◆ ВЫБРАННЫЙ ОТРЫВОК ◆
%%
Софиология - Сборник статей 5 стр.


Как известно, Лосев выделяет десять аспектов софиологии своего учителя, которые, тем не менее, перекрещиваются между собой. Представляется возможным дать некую типологию предлагаемых Лосевым аспектов. В трех первых моментах Софии речь идет о синтезе, органической связи двух противопоставляемых сторон – идеального и материального в онтологическом плане. Первый, абсолютный аспект представляет Софию нетварную, то есть умную материю, или тело Бога, отличное от абсолюта и в то же время неотделимое от него. Аспект богочеловеческий (второй) – это София тварная, то есть воплощение Божественной Премудрости в чувственной материи, а аспект космологический (третий) в свою очередь выражает воплощение абсолюта в космосе. Очередные три аспекта имеют антропологический (в широком смысле этого слова) характер и подчеркивают то единство идеи и материи, которое осуществляется в человеке: взятом в целом (четвертый, общечеловеческий аспект); рассматриваемом как Вечная Женственность (пятый, универсально-феминистический) и как предмет любви философа (шестой, интимно-романтический момент). Остальные аспекты выражают конкретные черты, то есть специфицируют Софию как женское начало: в эстетическом и в эсхатологическом отношении – как красоту, которая спасет мир (седьмой и восьмой моменты), Софию как предмет молитвы (девятый, магический аспект) и, наконец, Премудрость Божию как исконно русскую концепцию (десятый, национально-русский аспект).

Выделенные Лосевым (и сгруппированные нами) аспекты соловь-евской софиологии имеют весьма условный характер. Автор отмечает, что "логически тут полная путаница. Но ведь, кроме логики, еще есть психология. Психологически же Вл. Соловьев был буквально одержим пафосом софийности, а это и заставляло его находить ее решительно во всех центральных пунктах своего мировоззрения". Поэтому с полной определенностью можно сказать, что София как всесторонний синтез идеи и материи является аналогом соловьевской концепции всеединства.

2. Концепция Софии А.Ф. Лосева

Как уже отмечалось, тема Софии появляется в творчестве Лосева не только в его историко-философских исследованиях поздних лет, но уже в так называемом "раннем восьмикнижии" и других материалах 20-30-х годов XX века, в которых мыслитель пытался философски обосновать позицию имяславцев. Хотя в своих ранних работах Лосев почти не упоминает имени своего учителя, нетрудно заметить, что его определение Софии во многом зависит от концепции Соловьева. Оба философа рассматривают Софию как принцип осуществления Божества. В "Чтениях о Богочеловечестве" Соловьев пишет: "София есть тело Божие, материя Божества, проникнутая началом божественного единства. Осуществляющий в себе или носящий это единство Христос, как цельный божественный организм – универсальный и индивидуальный вместе, – есть и Логос, и София". Также Лосев был убежден в том, что Бог имеет присущую Ему умную материю, благодаря которой реализуется Его субстанциальность. Рассуждения о Софии появляются у Лосева в контексте его диалектики Единого, то есть единства Трех Божественных Ипостасей. В работе "Античный космос и современная наука" философ применяет свой диалектический метод по отношению к Богу (так называемая тетрактида А) и к космосу (тетрактида В). Лосев, ссылаясь на Платона, утверждает, что во всякой сущности можно выделить диалектически взаимосвязанные начала, или категории: нечто (сущее как таковое, находящееся в покое), иное (принцип различия, подвижность) и становление (синтез сущего и несущего, то есть иного). Применительно к Богу эти начала выражают Лица Святой Троицы, понимаемые как "ум", "воля" и "чувство". Кроме того, сущность имеет четвертое начало – наличность, факт, тело, носитель смысла, "материал оформления, субстрат осмысления, воплощение сущности". В тетрактиде А (то есть Едином, вернее, Триедином) четвертое начало есть София, которая есть "как бы тело Божие, престол Божий, храм Божий, вместилище, носительница Бога". Наконец, Лосев пишет о пятом, ономатическом начале, или имени, которое ".выявляет и изображает софийно субстанциально утвержденную триипостасность". В результате "первые три начала в аспекте четвертого суть осуществленные три начала, а в аспекте пятого суть выраженные три начала".
%%
◆ ФРАГМЕНТ ДАННЫХ ◆
%%
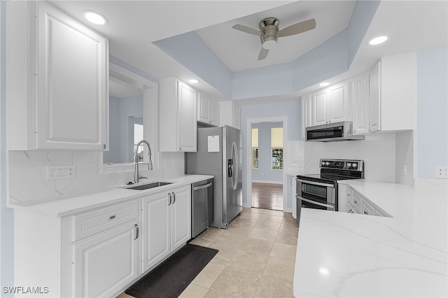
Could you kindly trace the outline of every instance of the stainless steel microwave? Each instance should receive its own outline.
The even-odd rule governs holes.
[[[343,121],[307,127],[305,140],[309,142],[363,140],[364,136],[353,134],[353,122]]]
%%
◆ ПИСЬМЕННОЕ ЗАДАНИЕ 1 ◆
Определите, согласуются ли с выбранным отрывком утверждения (а), (б) и (в). Ответ на каждое дайте словом «да» или «нет» и приведите дословно решающие слова отрывка: (а) Лосев выделяет в софиологии своего учителя десять аспектов; (б) девятый аспект Лосев называет эстетическим; (в) в тетрактиде А четвертым началом является София.
◆ ПИСЬМЕННОЕ ЗАДАНИЕ 2 ◆
Перепишите без изменений фрагмент выбранного отрывка от слов «Выделенные Лосевым (и» до слов «соловьевской концепции всеединства.» включительно.

◆ ОЖИДАЕМЫЙ ОТВЕТ 1 ◆
(а) Да: «Лосев выделяет десять аспектов софиологии своего учителя».
(б) Нет: «Софию как предмет молитвы (девятый, магический аспект)».
(в) Да: «В тетрактиде А (то есть Едином, вернее, Триедином) четвертое начало есть София».

◆ ОЖИДАЕМЫЙ ОТВЕТ 2 ◆
Выделенные Лосевым (и сгруппированные нами) аспекты соловь-евской софиологии имеют весьма условный характер. Автор отмечает, что "логически тут полная путаница. Но ведь, кроме логики, еще есть психология. Психологически же Вл. Соловьев был буквально одержим пафосом софийности, а это и заставляло его находить ее решительно во всех центральных пунктах своего мировоззрения". Поэтому с полной определенностью можно сказать, что София как всесторонний синтез идеи и материи является аналогом соловьевской концепции всеединства.